## Challenge 1
From the text on solar fuels research, return the part starting with "LiSA and CHASE will" and going on through "to artificial photosynthesis.".

— START Text passage —

The CHASE proposal was developed under the guidance of the UNC Solar Energy Research Center, SERC, founded in 2008 to serve as a regional hub for solar energy research. Its mission is to develop new ways to capture and store energy of the sun in the high-energy chemical bonds of carbon-based solar fuels. A DOE Energy Frontier Research Center, EFRC, established at UNC in 2009, provided foundational research on renewable energy and leveraged North Carolina’s role as a national leader in solar energy production.
“With this support, CHASE will build on a strong foundation of solar energy research here at UNC and establish critical new partnerships that will enable the transformative scientific advances needed to realize liquid solar fuels,” said Jillian Dempsey, deputy director of the CHASE Hub.
A second partnership funded by DOE, the Liquid Sunlight Alliance (LiSA), headquartered at the California Institute of Technology, will receive $60 million to pursue an approach called “co-design,” which seeks to streamline the complicated steps needed to convert sunlight into fuels to make the process more efficient.
LiSA and CHASE will succeed the Joint Center for Artificial Photosynthesis (JCAP), the DOE Fuels from Sunlight Energy Innovation Hub, which was established in 2010, and is concluding this year.
The DOE Fuels from Sunlight Energy Innovation Hub program will continue through the combined efforts of LiSA and CHASE. Both are expected to build on the accomplishments of JCAP, as well as several DOE Energy Frontier Research Centers and core research efforts devoted to artificial photosynthesis.
“Sunlight is the world’s most basic energy source, and an ability to generate fuels directly from sunlight has the potential to revolutionize the U.S. energy economy,” said Under Secretary for Science Paul Dabbar in a press release announcing the awards. “This effort will keep America at the forefront of artificial photosynthesis research, a field of great challenge but also huge promise.”
The Department’s investment in the Fuels from Sunlight Energy Innovation Hub program represents a continuing large-scale commitment of U.S. scientific and technological resources to this highly competitive and promising area of investigation.

— END Text passage —
— START Supplied material —

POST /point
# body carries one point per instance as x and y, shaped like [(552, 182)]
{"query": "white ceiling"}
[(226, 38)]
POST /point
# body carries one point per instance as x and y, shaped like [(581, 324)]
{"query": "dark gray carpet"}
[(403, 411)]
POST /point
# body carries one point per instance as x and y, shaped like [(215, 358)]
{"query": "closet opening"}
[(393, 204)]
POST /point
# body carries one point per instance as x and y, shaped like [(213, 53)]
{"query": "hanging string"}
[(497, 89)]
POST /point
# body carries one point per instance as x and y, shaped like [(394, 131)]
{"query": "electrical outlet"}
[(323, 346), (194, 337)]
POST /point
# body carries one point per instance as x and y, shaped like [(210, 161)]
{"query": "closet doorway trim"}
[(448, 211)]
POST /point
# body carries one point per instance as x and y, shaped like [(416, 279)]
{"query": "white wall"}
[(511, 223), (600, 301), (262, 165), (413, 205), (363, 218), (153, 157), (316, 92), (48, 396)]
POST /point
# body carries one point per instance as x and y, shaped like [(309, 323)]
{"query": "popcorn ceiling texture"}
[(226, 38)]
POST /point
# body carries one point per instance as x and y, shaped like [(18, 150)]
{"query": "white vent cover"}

— END Supplied material —

## Challenge 2
Retype the entries from their first line through the line that contains "92), (48, 396)]".

## Written solution 1
LiSA and CHASE will succeed the Joint Center for Artificial Photosynthesis (JCAP), the DOE Fuels from Sunlight Energy Innovation Hub, which was established in 2010, and is concluding this year.
The DOE Fuels from Sunlight Energy Innovation Hub program will continue through the combined efforts of LiSA and CHASE. Both are expected to build on the accomplishments of JCAP, as well as several DOE Energy Frontier Research Centers and core research efforts devoted to artificial photosynthesis.

## Written solution 2
POST /point
# body carries one point per instance as x and y, shaped like [(552, 182)]
{"query": "white ceiling"}
[(226, 38)]
POST /point
# body carries one point per instance as x and y, shaped like [(581, 324)]
{"query": "dark gray carpet"}
[(403, 411)]
POST /point
# body carries one point per instance as x and y, shaped like [(215, 358)]
{"query": "closet opening"}
[(393, 204)]
POST /point
# body carries one point per instance as x and y, shaped like [(213, 53)]
{"query": "hanging string"}
[(497, 89)]
POST /point
# body carries one point per instance as x and y, shaped like [(394, 131)]
{"query": "electrical outlet"}
[(323, 346), (194, 337)]
POST /point
# body carries one point per instance as x and y, shaped like [(210, 161)]
{"query": "closet doorway trim"}
[(448, 211)]
POST /point
# body carries one point per instance as x and y, shaped like [(416, 279)]
{"query": "white wall"}
[(511, 223), (600, 301), (262, 165), (413, 205), (363, 218), (153, 157), (316, 92), (48, 396)]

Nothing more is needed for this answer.